*Supplied material*.
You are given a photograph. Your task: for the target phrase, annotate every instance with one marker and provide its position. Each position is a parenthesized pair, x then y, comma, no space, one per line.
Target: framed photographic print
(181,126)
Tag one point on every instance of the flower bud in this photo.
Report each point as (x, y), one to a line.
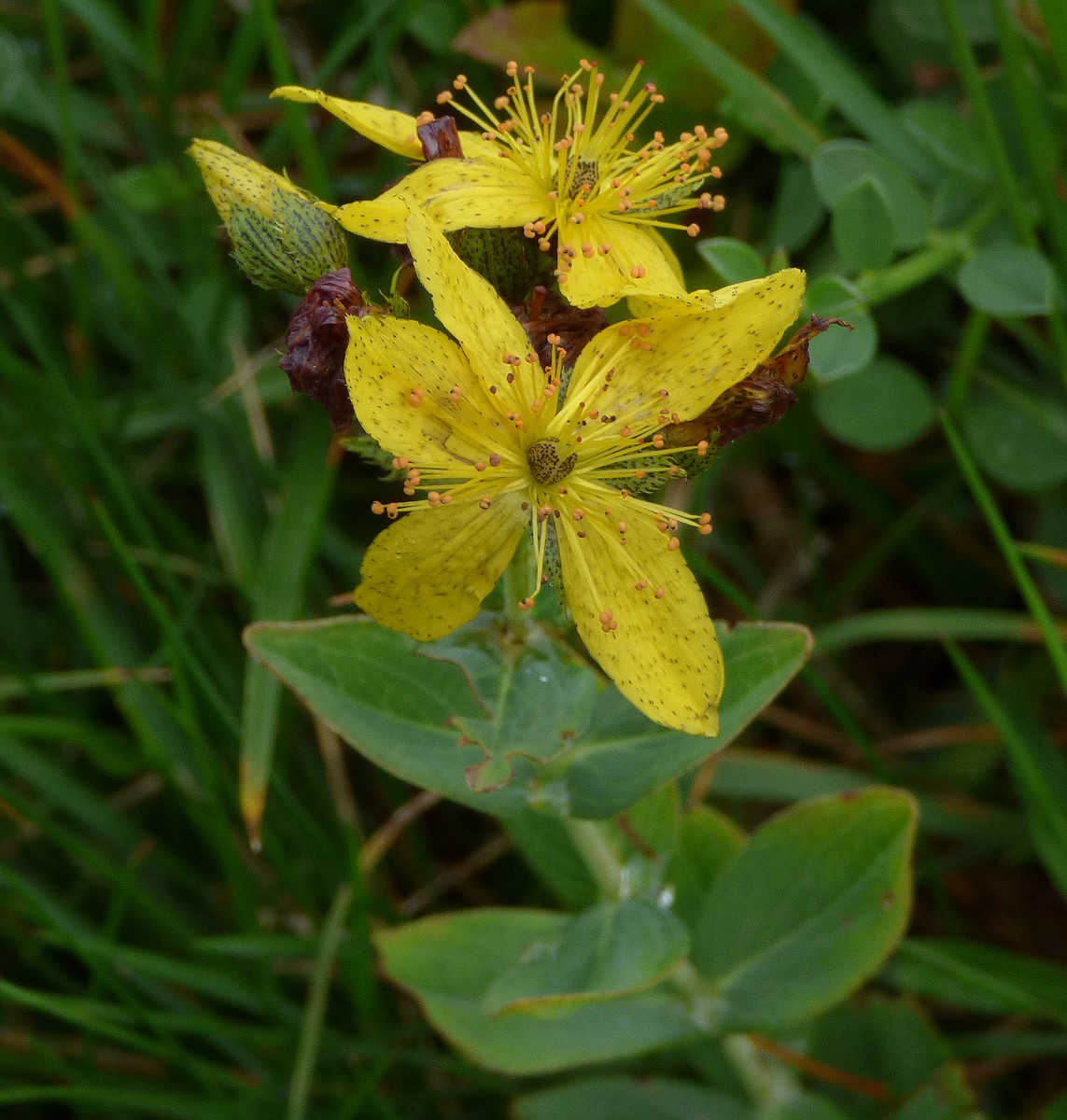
(281, 238)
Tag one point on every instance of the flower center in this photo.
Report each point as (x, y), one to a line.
(546, 466)
(585, 174)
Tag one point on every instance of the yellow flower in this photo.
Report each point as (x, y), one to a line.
(501, 451)
(281, 236)
(575, 172)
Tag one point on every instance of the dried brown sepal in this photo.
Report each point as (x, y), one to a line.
(547, 313)
(441, 139)
(316, 341)
(760, 399)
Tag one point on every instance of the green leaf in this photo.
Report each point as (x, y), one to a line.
(461, 726)
(881, 408)
(765, 776)
(708, 843)
(838, 353)
(448, 964)
(842, 165)
(883, 1040)
(631, 1099)
(863, 227)
(532, 703)
(950, 1098)
(379, 694)
(733, 261)
(624, 755)
(798, 210)
(1018, 437)
(542, 840)
(809, 908)
(612, 949)
(1007, 281)
(979, 978)
(948, 137)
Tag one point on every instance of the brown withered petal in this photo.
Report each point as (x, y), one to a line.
(760, 399)
(441, 139)
(547, 313)
(316, 341)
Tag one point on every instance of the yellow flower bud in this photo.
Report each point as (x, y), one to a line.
(281, 236)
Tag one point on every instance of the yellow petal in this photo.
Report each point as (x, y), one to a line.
(465, 302)
(232, 178)
(695, 352)
(379, 218)
(386, 361)
(637, 262)
(428, 575)
(385, 127)
(663, 655)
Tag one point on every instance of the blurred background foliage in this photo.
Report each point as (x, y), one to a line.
(161, 487)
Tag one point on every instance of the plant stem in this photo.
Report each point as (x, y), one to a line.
(599, 857)
(976, 335)
(514, 586)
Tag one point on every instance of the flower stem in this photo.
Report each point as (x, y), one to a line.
(514, 585)
(597, 854)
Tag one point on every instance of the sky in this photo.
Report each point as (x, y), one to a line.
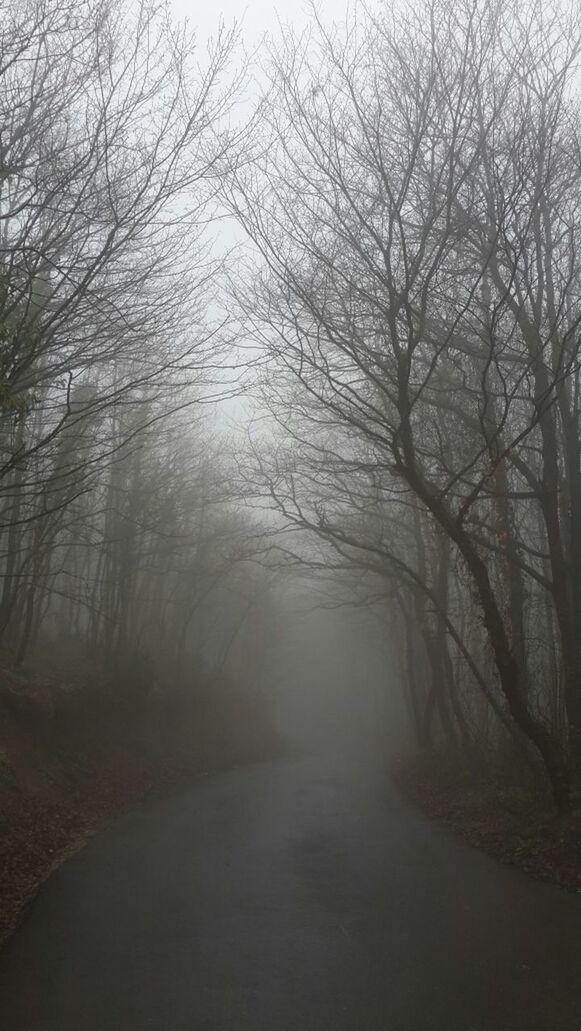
(255, 17)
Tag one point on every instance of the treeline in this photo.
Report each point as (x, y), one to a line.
(415, 198)
(116, 527)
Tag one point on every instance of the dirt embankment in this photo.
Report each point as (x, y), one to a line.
(500, 818)
(71, 760)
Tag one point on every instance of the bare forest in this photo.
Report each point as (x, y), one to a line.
(289, 426)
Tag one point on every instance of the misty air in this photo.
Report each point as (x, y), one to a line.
(289, 516)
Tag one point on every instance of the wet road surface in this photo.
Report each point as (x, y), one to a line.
(299, 895)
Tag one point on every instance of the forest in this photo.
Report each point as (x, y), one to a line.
(299, 322)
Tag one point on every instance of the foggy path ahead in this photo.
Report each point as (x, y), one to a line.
(301, 895)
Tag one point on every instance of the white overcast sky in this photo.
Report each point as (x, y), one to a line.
(255, 17)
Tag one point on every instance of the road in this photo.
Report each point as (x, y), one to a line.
(299, 895)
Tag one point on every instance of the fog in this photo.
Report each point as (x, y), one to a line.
(289, 513)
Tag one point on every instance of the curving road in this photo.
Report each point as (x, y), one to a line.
(300, 895)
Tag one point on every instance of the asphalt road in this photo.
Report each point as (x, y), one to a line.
(301, 895)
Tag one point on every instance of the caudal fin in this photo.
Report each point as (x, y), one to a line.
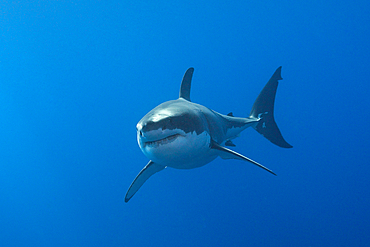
(263, 108)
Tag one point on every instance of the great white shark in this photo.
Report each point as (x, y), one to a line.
(185, 135)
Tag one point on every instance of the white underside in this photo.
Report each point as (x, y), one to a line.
(180, 150)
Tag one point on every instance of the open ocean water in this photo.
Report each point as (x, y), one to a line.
(76, 77)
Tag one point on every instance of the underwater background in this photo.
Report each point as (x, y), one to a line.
(76, 77)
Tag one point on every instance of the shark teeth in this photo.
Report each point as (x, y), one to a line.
(162, 141)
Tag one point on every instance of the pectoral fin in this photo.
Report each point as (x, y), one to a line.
(226, 153)
(150, 169)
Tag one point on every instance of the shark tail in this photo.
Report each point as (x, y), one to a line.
(263, 109)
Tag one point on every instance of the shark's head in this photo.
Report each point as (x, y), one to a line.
(173, 132)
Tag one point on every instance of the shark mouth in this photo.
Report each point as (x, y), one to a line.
(163, 141)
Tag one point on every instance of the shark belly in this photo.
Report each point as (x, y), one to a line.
(187, 151)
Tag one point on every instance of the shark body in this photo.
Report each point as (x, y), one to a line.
(185, 135)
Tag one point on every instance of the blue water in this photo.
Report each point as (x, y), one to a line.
(76, 77)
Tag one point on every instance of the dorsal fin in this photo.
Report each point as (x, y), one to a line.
(186, 84)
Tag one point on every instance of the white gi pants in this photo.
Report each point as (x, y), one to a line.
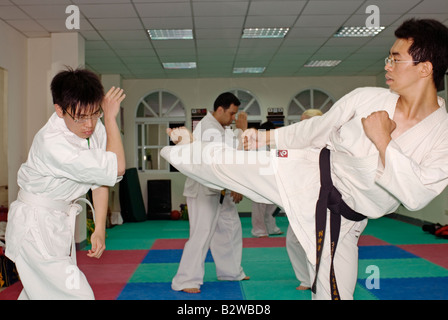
(263, 223)
(215, 227)
(246, 179)
(297, 256)
(46, 261)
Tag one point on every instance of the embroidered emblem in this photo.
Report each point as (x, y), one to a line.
(282, 153)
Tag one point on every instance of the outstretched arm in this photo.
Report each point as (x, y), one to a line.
(111, 107)
(98, 239)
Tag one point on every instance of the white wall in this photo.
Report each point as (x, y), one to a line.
(31, 63)
(13, 58)
(201, 93)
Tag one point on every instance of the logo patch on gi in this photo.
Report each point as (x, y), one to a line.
(282, 153)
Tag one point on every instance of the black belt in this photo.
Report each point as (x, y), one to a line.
(330, 198)
(222, 195)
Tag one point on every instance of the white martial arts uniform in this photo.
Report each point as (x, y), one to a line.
(263, 221)
(61, 167)
(212, 225)
(416, 171)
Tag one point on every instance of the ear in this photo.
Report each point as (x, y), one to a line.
(59, 111)
(426, 69)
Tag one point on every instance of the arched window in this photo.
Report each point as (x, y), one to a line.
(250, 105)
(156, 112)
(308, 99)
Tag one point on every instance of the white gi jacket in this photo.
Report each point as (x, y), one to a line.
(209, 129)
(416, 167)
(61, 167)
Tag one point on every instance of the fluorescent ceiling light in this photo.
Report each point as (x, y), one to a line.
(249, 70)
(264, 33)
(358, 31)
(170, 34)
(179, 65)
(322, 63)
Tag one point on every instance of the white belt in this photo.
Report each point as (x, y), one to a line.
(72, 209)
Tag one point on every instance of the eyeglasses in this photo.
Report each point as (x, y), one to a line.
(83, 119)
(392, 62)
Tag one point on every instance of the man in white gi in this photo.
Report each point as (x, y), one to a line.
(374, 149)
(213, 217)
(296, 254)
(72, 153)
(263, 221)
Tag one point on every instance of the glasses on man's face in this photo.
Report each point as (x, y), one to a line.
(83, 119)
(392, 61)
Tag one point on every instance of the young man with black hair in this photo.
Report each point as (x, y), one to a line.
(213, 216)
(372, 151)
(73, 153)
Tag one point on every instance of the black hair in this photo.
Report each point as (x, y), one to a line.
(430, 43)
(225, 99)
(268, 125)
(79, 91)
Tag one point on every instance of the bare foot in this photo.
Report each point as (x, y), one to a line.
(191, 290)
(302, 288)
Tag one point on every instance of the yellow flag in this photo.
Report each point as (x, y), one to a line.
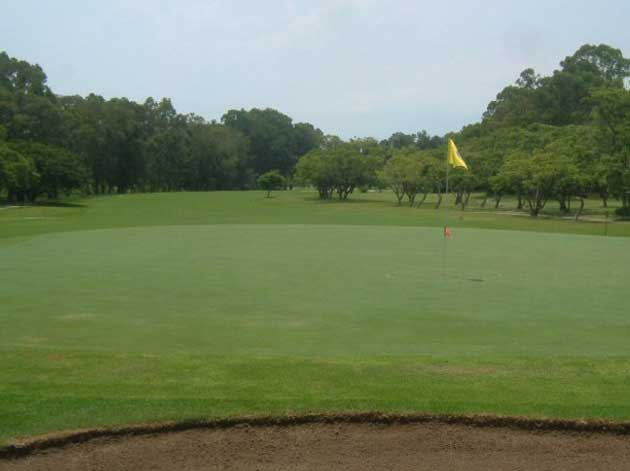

*Work item*. Pull out all lines containing the word "stem" from the entries above.

*Response to this task*.
Tag one point on every instance of the plant stem in this photo.
Tag one point on every instance of the flower stem in this photo.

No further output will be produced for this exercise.